[Extracted material]
════
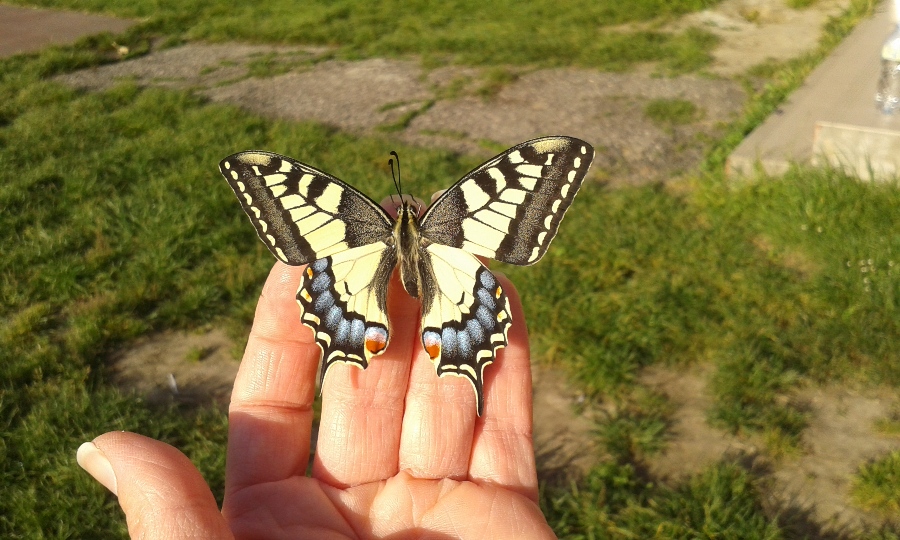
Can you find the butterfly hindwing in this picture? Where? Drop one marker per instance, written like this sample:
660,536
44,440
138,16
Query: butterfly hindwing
════
[Activity] What you should produce is an exact copy of the records, with the pictures left out.

[Result]
Can you find the butterfly hindwing in this picture? Where? Drop one marker per instance, written like this sample:
660,536
44,440
138,16
Query: butterfly hindwing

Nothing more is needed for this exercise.